(Study text)

*** Begin section ***

Danehy

Tom writes about the things readers ask him to write about

People e-mail me all the time and ask, "Hey Tom, why don't you write about ... "

· ... how David Beckham is going to finally make soccer big-time in the United States? Well, he's not. They can take all the pictures in the world of him and his eating-disorder, plastic-surgery, no-singin'-ass wife, and it won't mean anything. (Doesn't she look like she'd kill you for a piece of cheese?) He does look great in a tailored suit, and he can make the path of the ball bend, but it's still soccer.

As I've mentioned, it's been more than 40 years since a headline in the Los Angeles Times asked, "Is Soccer the Next Big Thing?" and the answer is still no. Trying to shoehorn soccer onto the main stage in the United States is like trying to force democracy on Iraq. A grotesque analogy, perhaps, but an apt one. You can perform that graft surgery, but it's simply not going to take. A handful of Eurocentric snobs aren't going to be able to nudge the American public in a direction it doesn't want to head.

(I'm currently reading a book called The Shakespeare Riots that tells of a time in America in the 1840s when Shakespeare was the rage, and people got heated over the difference in the American style--physical and bawdy--versus the British style--erudite and reserved. When the top two Shakespearean actors of the time--American Edwin Forrest and Britain's Charles Macready--both performed in New York City on the same night, it touched off deadly riots in which gangs of Irish-immigrant youths roamed the streets of The Bowery, shouting passages from Macbeth. Now, that might work on pay per view!)

It's simple, really: In every country where soccer is huge, most of the top young athletes play soccer. Here in the United States, the top young male athletes generally play football and basketball, while the top young female athletes play volleyball and basketball.

*** End section ***

(Information given)

*** Begin section ***

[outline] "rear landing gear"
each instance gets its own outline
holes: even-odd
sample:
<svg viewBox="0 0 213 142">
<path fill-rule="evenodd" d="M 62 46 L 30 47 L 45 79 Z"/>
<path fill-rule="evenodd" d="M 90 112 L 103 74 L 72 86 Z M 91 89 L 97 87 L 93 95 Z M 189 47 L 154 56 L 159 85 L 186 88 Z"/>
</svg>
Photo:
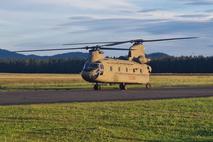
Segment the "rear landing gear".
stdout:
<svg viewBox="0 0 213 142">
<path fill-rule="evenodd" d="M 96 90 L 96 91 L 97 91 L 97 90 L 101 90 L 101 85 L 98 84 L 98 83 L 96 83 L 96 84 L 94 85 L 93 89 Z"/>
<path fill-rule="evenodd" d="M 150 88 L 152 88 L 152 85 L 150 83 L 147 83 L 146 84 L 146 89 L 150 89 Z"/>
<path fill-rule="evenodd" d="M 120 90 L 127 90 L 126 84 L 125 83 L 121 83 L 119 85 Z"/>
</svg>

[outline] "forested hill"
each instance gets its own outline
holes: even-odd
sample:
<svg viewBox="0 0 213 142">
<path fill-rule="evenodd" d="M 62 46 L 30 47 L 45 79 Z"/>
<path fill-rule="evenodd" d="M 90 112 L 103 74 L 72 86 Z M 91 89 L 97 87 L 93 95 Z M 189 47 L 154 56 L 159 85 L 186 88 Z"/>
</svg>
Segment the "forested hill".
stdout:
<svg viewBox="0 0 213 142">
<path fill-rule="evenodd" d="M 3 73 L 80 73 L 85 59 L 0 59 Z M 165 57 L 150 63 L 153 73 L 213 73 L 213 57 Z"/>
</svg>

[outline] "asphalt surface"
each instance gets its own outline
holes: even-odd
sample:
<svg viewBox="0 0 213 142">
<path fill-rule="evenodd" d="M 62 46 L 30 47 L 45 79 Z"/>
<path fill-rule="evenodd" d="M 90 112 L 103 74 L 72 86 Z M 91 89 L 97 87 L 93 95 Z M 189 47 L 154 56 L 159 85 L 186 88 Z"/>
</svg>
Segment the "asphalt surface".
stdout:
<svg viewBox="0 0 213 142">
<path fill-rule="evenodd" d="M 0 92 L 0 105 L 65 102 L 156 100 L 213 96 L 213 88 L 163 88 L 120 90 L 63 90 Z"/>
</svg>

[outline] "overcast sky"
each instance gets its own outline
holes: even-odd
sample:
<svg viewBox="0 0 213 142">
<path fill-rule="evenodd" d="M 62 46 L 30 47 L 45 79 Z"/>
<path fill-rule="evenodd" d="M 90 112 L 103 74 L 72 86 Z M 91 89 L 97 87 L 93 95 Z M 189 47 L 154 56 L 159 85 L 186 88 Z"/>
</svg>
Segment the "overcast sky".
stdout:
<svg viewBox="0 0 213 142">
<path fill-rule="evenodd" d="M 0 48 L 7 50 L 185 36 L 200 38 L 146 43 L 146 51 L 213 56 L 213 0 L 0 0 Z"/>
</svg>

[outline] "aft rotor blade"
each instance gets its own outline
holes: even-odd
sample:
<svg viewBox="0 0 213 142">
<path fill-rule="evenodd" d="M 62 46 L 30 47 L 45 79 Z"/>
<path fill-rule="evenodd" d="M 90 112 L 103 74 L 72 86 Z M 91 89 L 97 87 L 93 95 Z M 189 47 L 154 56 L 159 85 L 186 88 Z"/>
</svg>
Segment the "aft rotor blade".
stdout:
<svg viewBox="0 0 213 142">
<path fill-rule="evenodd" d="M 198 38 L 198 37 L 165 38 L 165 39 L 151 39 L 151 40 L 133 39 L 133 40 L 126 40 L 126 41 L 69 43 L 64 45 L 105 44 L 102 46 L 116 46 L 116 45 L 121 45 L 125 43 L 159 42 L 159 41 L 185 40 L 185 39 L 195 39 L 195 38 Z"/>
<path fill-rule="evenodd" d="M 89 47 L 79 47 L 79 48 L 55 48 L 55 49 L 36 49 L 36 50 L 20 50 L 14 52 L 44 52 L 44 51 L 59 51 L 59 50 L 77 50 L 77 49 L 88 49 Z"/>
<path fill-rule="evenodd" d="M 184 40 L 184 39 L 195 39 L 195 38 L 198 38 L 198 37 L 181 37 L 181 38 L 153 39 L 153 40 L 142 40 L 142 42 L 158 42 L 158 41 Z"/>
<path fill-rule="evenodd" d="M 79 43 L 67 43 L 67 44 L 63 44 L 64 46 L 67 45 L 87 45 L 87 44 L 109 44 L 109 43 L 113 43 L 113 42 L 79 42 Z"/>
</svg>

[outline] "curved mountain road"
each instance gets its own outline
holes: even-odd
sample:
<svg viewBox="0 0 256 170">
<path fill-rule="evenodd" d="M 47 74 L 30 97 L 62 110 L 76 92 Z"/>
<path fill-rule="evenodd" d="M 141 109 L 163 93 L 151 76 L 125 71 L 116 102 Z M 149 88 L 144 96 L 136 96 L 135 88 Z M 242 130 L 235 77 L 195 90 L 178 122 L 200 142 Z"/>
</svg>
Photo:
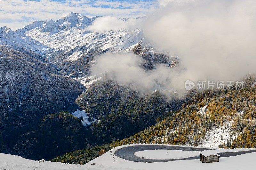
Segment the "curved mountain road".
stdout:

*** End section ***
*** Begin section ***

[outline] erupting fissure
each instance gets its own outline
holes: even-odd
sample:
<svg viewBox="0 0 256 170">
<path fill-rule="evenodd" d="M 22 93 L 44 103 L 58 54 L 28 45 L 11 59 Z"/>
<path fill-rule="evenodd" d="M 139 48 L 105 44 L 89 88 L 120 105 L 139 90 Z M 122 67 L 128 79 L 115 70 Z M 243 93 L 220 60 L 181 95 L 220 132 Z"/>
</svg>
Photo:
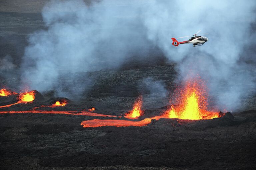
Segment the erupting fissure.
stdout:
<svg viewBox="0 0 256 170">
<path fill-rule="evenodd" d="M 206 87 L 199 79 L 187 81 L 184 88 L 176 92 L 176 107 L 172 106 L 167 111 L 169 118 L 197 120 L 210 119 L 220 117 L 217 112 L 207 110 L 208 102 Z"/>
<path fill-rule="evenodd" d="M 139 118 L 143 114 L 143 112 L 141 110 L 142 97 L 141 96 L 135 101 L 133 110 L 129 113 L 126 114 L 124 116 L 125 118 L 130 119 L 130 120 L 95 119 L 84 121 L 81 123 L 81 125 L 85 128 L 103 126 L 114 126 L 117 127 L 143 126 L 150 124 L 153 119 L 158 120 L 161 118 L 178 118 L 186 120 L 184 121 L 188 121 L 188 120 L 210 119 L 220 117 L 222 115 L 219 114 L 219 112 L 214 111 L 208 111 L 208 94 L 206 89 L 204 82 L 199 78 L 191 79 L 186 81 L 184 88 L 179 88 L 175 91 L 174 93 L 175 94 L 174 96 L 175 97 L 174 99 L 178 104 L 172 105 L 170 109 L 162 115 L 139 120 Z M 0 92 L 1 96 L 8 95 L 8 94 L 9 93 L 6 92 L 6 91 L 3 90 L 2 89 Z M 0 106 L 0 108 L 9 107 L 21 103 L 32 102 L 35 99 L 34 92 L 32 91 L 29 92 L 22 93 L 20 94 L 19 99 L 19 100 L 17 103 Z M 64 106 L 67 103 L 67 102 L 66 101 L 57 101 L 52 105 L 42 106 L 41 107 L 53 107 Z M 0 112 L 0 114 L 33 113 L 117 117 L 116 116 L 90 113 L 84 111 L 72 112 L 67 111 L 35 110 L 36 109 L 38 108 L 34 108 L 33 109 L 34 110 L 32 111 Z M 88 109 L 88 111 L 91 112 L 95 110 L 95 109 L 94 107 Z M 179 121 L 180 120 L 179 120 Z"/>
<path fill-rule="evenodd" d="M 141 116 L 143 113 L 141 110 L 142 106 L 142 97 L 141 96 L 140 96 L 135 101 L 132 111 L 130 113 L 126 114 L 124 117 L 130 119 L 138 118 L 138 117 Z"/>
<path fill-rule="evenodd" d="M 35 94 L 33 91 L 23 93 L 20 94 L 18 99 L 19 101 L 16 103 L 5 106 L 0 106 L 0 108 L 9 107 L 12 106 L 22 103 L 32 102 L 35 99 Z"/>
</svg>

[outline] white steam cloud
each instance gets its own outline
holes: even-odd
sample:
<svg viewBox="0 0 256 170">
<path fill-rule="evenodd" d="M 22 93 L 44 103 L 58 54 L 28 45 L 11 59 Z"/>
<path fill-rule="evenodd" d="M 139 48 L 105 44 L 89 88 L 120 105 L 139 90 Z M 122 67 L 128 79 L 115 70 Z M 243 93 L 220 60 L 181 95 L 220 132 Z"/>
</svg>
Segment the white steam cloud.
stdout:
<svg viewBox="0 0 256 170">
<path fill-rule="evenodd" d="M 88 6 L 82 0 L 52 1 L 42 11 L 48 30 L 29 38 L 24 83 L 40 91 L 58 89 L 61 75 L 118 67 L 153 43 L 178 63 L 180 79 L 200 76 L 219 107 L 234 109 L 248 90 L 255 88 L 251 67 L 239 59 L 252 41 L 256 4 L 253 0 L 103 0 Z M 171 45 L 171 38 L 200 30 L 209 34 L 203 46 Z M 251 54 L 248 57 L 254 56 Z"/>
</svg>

*** End section ***
*** Begin section ***

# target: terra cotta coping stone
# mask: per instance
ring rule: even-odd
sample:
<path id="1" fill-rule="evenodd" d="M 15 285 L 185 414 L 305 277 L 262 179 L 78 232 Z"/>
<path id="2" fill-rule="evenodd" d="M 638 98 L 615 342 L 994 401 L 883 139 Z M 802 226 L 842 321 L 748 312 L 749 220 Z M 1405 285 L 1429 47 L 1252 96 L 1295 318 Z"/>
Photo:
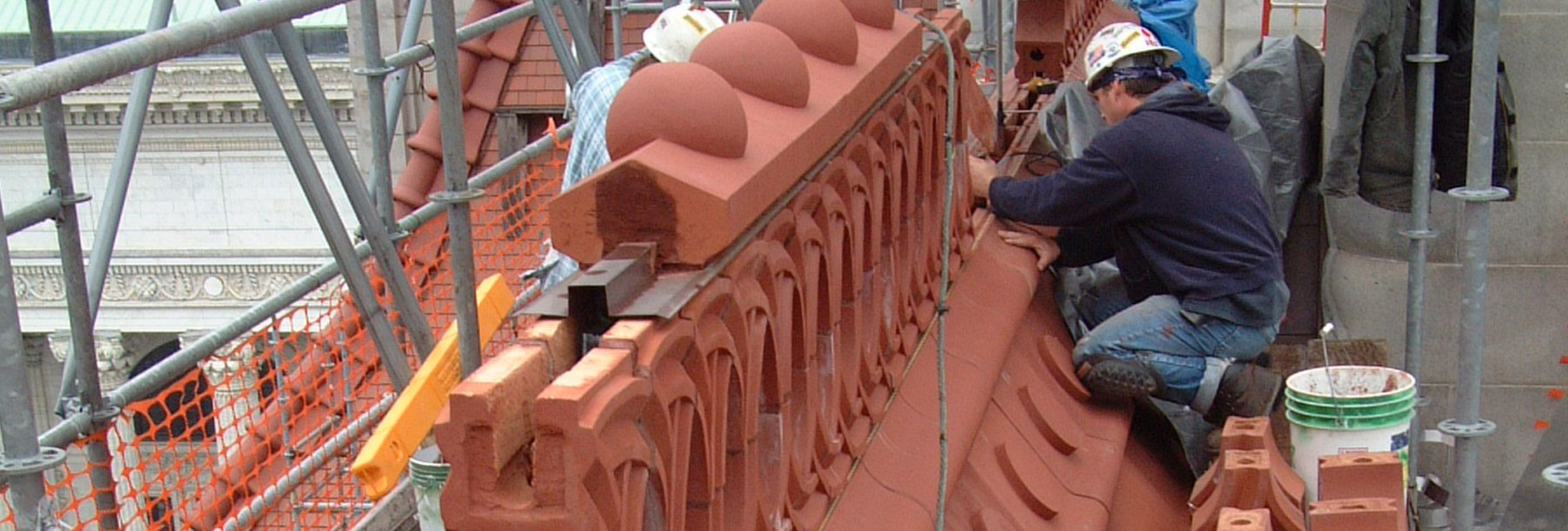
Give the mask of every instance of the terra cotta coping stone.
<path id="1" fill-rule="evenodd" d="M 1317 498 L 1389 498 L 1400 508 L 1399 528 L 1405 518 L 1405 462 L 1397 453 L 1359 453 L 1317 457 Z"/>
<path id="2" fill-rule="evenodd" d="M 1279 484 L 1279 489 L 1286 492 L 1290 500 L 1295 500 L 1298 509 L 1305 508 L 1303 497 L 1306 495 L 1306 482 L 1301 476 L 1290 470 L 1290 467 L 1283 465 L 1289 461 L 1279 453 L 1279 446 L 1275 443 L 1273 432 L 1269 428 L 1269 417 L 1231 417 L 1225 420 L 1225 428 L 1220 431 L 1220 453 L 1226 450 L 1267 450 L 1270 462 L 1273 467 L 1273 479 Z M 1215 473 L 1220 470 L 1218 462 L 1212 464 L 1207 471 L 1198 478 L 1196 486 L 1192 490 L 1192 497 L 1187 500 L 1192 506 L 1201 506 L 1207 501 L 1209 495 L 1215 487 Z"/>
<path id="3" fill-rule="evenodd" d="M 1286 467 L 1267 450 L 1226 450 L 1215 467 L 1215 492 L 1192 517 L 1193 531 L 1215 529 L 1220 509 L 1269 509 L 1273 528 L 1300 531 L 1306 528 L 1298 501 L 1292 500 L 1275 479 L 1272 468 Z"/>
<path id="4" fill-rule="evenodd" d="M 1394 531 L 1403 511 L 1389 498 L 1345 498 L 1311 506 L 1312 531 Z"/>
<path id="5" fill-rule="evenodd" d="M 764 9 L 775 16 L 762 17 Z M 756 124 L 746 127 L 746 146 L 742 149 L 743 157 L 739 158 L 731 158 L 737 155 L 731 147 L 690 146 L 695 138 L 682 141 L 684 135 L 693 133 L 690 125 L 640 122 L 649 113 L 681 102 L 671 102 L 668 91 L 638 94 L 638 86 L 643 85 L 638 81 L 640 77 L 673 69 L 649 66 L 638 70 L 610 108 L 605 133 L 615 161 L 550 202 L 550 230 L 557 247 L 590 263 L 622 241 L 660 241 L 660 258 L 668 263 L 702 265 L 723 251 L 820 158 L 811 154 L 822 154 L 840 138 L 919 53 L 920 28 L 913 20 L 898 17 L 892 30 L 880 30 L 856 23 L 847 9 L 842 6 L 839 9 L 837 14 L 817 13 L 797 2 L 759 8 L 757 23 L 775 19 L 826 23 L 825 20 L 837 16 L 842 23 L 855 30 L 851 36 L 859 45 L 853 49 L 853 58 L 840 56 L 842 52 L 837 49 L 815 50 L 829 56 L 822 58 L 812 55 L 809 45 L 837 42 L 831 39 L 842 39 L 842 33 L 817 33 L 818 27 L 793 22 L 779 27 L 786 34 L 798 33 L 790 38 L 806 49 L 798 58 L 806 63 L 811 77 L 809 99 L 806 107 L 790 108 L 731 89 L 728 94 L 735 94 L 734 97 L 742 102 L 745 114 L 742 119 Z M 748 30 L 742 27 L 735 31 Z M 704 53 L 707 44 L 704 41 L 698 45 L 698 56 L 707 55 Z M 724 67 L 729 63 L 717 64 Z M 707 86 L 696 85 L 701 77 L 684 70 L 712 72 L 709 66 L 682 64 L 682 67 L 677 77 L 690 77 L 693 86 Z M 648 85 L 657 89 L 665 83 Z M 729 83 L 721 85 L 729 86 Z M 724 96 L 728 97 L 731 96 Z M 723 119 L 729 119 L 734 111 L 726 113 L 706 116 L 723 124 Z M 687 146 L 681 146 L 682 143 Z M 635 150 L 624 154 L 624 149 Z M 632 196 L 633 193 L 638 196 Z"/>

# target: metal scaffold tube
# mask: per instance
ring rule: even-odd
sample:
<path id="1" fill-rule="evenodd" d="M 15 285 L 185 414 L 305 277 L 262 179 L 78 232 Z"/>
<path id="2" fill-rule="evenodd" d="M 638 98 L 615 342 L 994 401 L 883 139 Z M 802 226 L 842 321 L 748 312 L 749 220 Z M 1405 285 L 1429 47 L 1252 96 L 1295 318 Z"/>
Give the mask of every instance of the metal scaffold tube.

*** End section ***

(Exercise)
Retype the column about readers' suggestions, starting with "It's simple, really: In" and going on through "volleyball and basketball.". These records have nothing to do with what comes next.

(Answer space)
It's simple, really: In every country where soccer is huge, most of the top young athletes play soccer. Here in the United States, the top young male athletes generally play football and basketball, while the top young female athletes play volleyball and basketball.